■ Task description: Copy out the lines below word for word, leaving out the pictures.

Lines from a data source:
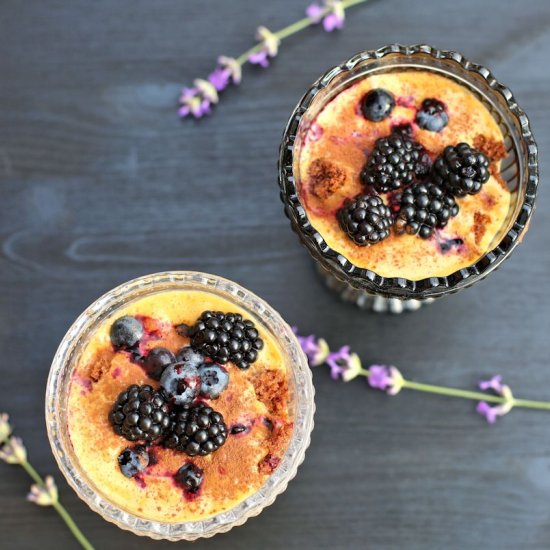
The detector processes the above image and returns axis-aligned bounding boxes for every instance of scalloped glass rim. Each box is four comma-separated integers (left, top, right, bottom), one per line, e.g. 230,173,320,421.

46,271,315,541
279,44,538,300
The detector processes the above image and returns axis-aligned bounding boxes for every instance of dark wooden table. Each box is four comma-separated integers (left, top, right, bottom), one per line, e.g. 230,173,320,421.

0,0,550,549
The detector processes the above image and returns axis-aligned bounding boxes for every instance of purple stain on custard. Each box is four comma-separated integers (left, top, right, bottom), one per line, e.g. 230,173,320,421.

395,95,416,109
132,473,147,489
306,122,324,142
329,136,349,145
111,367,122,378
147,446,159,468
436,233,466,254
229,424,252,437
74,374,93,395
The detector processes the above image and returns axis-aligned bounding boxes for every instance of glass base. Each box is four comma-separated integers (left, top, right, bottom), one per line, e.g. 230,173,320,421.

316,264,434,314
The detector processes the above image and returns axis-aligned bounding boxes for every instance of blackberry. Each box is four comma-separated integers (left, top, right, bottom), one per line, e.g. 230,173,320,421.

394,183,458,239
164,403,227,456
189,311,264,369
432,143,489,197
361,132,430,193
336,195,393,246
361,88,395,122
109,384,170,442
415,99,449,132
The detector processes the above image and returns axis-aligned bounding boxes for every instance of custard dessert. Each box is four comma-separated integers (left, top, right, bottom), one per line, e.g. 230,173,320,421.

294,70,511,281
67,290,293,523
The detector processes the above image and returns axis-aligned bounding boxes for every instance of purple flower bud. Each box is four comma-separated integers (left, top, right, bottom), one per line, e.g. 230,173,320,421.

325,346,351,380
208,67,231,92
476,374,514,424
323,12,344,32
248,50,269,69
306,3,325,25
367,365,404,395
479,374,504,395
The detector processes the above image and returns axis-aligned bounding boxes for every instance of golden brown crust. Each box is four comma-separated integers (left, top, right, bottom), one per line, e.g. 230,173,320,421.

473,134,506,162
307,159,346,199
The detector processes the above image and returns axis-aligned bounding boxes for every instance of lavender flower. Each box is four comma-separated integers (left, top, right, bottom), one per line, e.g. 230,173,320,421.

218,55,242,86
178,56,241,118
306,0,346,32
178,87,212,118
248,50,269,69
367,365,405,395
0,436,27,464
476,375,514,424
27,476,59,506
0,413,11,445
208,67,231,92
325,346,351,380
306,4,325,25
292,327,330,367
248,27,281,69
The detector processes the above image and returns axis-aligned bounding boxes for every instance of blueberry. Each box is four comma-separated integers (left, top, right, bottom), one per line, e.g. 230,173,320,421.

160,363,201,405
415,99,449,132
110,315,143,349
118,445,149,477
361,88,395,122
176,346,204,368
199,363,229,399
142,347,176,380
174,462,204,493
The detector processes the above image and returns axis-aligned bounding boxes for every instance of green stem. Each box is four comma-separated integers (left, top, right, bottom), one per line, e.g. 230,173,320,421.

403,380,507,403
21,461,94,550
21,460,44,487
237,0,367,65
53,501,94,550
359,369,550,411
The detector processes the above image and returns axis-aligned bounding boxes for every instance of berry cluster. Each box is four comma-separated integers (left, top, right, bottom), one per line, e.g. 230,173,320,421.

109,311,263,484
336,89,490,246
189,311,264,369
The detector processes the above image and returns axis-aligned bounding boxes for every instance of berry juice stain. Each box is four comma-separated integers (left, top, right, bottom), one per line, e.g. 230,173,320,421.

229,424,251,436
395,95,416,109
132,473,147,489
111,367,122,378
306,122,324,142
437,238,464,254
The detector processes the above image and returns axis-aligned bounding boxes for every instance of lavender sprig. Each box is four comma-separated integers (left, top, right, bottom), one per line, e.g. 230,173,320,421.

293,327,550,424
0,413,94,550
178,0,367,118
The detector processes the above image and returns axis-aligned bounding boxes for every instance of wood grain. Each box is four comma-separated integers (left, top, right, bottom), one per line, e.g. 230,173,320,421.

0,0,550,550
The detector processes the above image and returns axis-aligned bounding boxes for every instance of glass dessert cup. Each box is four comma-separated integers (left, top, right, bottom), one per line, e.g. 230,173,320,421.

46,271,315,541
279,44,538,313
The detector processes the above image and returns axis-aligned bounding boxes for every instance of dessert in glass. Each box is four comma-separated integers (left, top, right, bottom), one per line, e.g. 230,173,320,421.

279,45,538,313
46,272,314,540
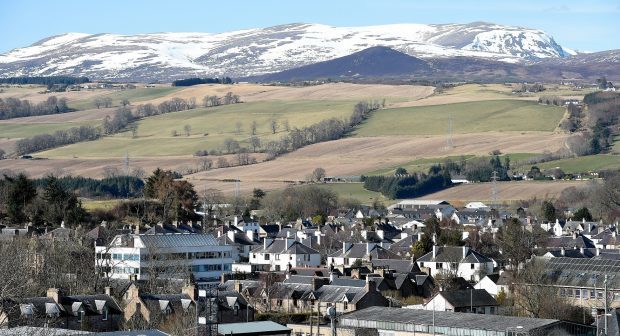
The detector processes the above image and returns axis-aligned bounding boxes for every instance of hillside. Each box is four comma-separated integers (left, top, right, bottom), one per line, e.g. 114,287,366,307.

0,22,571,81
252,47,431,82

■ Correct output:
The detector processes the above image and returns axis-aligned bounding boxes for every instance of scalloped glass rim. Each box is four comma-separated integers (left, top, right, bottom), one per line, e.g. 230,173,320,421.

46,271,315,541
279,44,538,300
The detector processes the above image and returns axis-aligned bounding boxes for every instance of dark wooden table. Each box is four comma-separated integers (left, top, right, bottom), one per line, e.g. 230,173,320,421.

0,0,550,549
The detector processes the above image and returns axis-aligned bounding boxes for every instance of purple stain on custard. Each box is four comma-separated integers (left, top, right, bottom), one per line, e.g. 230,173,320,421.

395,95,416,109
132,473,147,489
306,122,324,142
329,136,349,145
111,367,122,378
147,446,159,468
436,233,466,254
229,424,252,437
74,374,93,395
The detector processes the above image and returns axis-aligned bounding boxes for every instance of glass base. Each box is four comma-separated integers (left, top, right, bottom), one per line, e.g. 230,173,320,421.

316,264,434,314
The detector processes the above image and returns axis-aligned bounding boxes for every instance of blackberry. Each box is four comma-separated integers (left, top, right, bottom), one per line, e.g. 230,173,320,421.

394,183,458,239
164,403,227,456
189,311,264,369
432,143,489,197
361,132,430,193
336,195,393,246
361,88,395,122
109,384,170,442
415,99,449,132
The detector processes the above image and returns axis-aligned bounding boxes for every instance of custard dessert. Each box is four comma-separated integers (left, top, right, bottom), one per line, e.g. 230,173,320,421.

294,70,511,281
67,290,293,523
The detector processes the above image and returns axis-aligned bounding boxes for every instance of purple flower bud. Each box is four comma-separated integers (left, top, right, bottom), one per line, e.g. 230,173,320,421.

325,346,351,380
208,67,231,92
476,374,514,424
323,12,344,32
248,50,269,69
306,3,325,25
367,365,404,395
479,374,504,395
The detector processes the above image and returns axis-aligned bounding boxes for every instance of golden brown crust. Each box is four comma-separated integers (left, top, right, bottom), one per line, e.g. 230,173,320,421.

473,134,506,162
307,159,346,199
The detector processes the above image and returns axis-aligned bounding boxes for every instance of lavender flower. Each box is four comma-separated integers (left, top, right, bottom), one per line, e.g. 230,173,320,421.

218,55,242,86
178,56,241,118
306,0,346,32
178,87,212,118
248,50,269,69
367,365,405,395
0,436,27,464
476,375,514,424
27,476,59,506
0,413,11,445
208,67,231,92
325,346,351,380
306,4,325,25
292,327,330,367
248,27,281,69
The detector processes the above image and returns axis-aligned bounding boxes for every instance of blueberry. Each box is four comma-separated integers (left, top, right, bottom), one per line, e.g. 230,173,320,421.

160,363,201,405
415,99,449,132
110,315,143,349
118,445,149,477
361,88,395,122
176,346,204,368
199,363,229,399
142,347,176,380
174,462,204,493
The detector processes the above image and returns axis-aligned bounding boxes for every instance of green stem. Each box is four comma-separated integers (left, top, right, bottom), one per line, e.g. 230,173,320,421.

403,380,507,403
21,461,94,550
21,460,44,487
237,0,367,65
53,501,94,550
359,369,550,411
The detector processes the above image and returns axis-aligned bounding boxes for every instance of berry cluster. Each box is four comma-separated integers (left, top, right, bottom), one per line, e.g. 230,173,320,421.

109,311,263,484
336,89,490,246
189,311,264,369
The detector processes the above image and returns axis-aligned bounding boxes for every instance of berry juice stain. Each box is four comma-separated integers (left, top, right, bottom), one per line, e.g. 230,173,320,421.

229,424,251,436
395,95,416,109
132,473,147,489
111,367,122,378
306,122,324,142
437,238,464,254
The detector processes the above image and returns axis-aligned bounding boxes for every instance of lavender sprig. Each box is four comma-separated integers (left, top, right, bottom), one per line, e.g. 230,173,320,421.

293,327,550,424
0,413,94,550
178,0,367,118
The detector processes the above image and returns axis-aligned bounding boxes for every instance of wood grain. Each box is four comma-separated integers (left, top, right, bottom), one per line, e.g. 230,173,320,421.

0,0,550,550
The detector processes the above image and returns axis-aligned bounding boxes for every instance of glass dessert cup. Each box is four comma-separated integers (left, top, right, bottom), one per line, e.g. 230,173,320,421.

46,271,315,541
279,44,538,313
The detector processes the above image and returns axis-aligned bounding boxes for every instance of dessert in glass. Each box is four comma-separated integers (left, top, right, bottom), one per line, e.g. 230,173,320,421.

279,45,538,313
46,272,314,540
The detector processes the above image and returns axis-aligned bounding boxes for every instance of hillside. Each box is four comma-separated integers (left, top, right, bottom), one per line, e.g. 114,287,366,307.

0,22,571,81
252,47,431,82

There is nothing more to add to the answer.